-- Opening Marker --

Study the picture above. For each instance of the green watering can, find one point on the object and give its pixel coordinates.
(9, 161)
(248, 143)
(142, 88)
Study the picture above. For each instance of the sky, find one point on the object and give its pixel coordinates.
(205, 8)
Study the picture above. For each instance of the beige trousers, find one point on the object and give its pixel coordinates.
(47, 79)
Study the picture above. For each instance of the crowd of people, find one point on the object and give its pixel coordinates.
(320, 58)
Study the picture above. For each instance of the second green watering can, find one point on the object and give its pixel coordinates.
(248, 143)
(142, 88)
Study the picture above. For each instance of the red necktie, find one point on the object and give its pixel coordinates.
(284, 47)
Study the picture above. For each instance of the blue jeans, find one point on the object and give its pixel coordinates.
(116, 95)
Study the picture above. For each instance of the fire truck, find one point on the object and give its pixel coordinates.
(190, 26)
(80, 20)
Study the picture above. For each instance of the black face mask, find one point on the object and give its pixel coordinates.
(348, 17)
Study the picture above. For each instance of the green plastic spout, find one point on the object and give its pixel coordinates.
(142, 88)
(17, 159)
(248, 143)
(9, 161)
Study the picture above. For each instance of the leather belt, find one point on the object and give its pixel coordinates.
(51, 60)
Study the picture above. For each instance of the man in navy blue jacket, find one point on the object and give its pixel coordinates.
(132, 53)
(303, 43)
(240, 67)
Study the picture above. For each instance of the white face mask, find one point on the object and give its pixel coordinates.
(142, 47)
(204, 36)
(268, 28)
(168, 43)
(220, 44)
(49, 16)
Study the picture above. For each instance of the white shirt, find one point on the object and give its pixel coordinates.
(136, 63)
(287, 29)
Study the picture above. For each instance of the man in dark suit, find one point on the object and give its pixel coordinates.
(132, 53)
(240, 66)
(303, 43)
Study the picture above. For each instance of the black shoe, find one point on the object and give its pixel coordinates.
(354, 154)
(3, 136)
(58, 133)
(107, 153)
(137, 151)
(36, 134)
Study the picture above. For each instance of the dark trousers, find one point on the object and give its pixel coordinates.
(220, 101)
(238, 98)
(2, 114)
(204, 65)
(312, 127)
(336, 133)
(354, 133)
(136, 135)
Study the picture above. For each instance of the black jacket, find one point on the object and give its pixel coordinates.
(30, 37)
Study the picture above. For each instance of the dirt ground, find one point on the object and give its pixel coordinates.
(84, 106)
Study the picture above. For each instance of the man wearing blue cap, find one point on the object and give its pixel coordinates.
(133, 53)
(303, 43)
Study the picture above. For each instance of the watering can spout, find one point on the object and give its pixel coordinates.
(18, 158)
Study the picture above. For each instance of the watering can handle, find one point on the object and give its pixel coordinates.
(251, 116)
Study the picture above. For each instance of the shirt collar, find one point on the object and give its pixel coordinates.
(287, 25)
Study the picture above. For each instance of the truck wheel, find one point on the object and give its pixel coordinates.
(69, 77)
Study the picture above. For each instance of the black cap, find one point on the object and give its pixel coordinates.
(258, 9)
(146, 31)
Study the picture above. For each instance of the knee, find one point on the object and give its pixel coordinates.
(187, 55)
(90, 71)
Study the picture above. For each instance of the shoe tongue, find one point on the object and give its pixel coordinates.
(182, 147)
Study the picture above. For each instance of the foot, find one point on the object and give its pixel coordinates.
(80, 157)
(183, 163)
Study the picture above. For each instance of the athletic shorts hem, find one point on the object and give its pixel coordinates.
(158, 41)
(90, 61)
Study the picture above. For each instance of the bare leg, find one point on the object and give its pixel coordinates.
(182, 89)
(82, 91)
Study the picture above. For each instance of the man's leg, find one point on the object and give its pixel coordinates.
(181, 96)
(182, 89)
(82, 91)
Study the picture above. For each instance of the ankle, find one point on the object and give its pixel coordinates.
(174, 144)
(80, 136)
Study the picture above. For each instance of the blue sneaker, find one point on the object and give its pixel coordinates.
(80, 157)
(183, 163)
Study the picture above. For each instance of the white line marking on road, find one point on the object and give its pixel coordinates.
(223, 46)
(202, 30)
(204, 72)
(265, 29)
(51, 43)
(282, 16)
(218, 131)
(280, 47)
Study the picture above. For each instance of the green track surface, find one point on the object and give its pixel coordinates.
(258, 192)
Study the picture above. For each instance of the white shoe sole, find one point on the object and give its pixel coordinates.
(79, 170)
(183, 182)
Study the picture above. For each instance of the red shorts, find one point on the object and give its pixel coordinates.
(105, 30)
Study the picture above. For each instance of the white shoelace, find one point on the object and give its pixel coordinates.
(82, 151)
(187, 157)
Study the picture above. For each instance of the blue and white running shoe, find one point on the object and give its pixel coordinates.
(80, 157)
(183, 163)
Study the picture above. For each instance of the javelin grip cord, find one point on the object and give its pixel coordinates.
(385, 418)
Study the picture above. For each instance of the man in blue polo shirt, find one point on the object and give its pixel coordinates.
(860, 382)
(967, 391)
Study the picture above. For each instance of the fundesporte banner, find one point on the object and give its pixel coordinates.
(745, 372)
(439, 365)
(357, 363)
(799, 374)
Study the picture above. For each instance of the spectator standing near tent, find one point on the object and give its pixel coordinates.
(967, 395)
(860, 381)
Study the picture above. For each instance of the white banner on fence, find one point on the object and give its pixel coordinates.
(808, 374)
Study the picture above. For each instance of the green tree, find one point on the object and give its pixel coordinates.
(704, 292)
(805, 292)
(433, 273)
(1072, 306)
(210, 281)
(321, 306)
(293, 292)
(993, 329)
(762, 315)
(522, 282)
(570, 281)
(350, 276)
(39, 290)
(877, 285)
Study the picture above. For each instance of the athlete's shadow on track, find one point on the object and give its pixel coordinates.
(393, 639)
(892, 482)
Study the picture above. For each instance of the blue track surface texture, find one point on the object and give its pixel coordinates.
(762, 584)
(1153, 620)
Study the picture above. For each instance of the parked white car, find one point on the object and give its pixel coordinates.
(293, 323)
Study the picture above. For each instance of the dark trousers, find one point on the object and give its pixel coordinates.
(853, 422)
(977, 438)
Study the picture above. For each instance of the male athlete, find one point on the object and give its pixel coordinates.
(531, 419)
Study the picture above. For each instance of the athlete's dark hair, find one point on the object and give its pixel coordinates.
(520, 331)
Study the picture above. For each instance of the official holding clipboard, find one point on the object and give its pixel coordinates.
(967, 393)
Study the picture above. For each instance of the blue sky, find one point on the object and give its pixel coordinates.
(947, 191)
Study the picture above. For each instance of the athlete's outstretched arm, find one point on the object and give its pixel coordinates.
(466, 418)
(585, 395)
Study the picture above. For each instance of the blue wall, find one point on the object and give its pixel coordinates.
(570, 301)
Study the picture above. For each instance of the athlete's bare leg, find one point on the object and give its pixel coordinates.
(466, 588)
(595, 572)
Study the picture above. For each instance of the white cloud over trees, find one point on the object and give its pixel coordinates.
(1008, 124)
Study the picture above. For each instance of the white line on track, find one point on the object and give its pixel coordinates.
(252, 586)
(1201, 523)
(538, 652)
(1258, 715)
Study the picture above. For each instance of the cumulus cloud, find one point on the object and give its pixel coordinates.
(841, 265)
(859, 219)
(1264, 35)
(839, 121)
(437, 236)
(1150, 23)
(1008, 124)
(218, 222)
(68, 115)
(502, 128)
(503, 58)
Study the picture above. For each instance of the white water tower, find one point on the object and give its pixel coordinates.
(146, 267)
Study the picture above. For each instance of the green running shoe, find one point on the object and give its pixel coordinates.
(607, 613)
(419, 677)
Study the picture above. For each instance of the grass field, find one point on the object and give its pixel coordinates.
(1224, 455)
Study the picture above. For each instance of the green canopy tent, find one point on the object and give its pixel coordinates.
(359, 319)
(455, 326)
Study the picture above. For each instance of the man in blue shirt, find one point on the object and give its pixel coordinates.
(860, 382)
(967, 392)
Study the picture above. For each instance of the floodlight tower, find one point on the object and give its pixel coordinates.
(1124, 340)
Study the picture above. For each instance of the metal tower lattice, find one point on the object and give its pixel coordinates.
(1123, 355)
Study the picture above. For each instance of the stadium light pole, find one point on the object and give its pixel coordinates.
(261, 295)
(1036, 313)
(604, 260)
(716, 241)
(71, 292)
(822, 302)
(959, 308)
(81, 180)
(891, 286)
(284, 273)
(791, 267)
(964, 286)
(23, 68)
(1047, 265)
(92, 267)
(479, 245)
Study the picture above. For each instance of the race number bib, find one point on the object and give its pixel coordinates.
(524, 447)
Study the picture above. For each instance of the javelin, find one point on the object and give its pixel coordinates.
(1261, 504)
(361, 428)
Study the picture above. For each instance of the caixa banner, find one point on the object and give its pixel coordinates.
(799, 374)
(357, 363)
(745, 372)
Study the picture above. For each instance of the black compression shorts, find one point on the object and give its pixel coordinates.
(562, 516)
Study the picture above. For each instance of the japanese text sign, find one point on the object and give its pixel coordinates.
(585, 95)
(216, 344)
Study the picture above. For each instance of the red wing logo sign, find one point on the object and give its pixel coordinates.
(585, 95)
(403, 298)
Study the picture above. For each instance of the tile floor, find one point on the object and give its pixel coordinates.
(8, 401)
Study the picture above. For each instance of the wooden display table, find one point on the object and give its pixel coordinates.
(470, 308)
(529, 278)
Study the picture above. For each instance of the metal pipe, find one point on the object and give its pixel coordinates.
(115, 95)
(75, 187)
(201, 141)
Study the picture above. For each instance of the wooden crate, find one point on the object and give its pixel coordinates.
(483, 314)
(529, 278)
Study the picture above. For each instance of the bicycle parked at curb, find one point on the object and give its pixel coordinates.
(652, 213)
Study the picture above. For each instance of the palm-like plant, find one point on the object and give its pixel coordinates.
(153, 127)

-- Closing Marker --

> _Action item_
At the line containing "Study the picture above. For each instance of the palm-like", start copying. Continue exactly through the final line of the entries above and stop there.

> _Exercise answer_
Study the picture above. For each instance of the palm-like plant, find one point on the object and give its pixel coordinates.
(153, 127)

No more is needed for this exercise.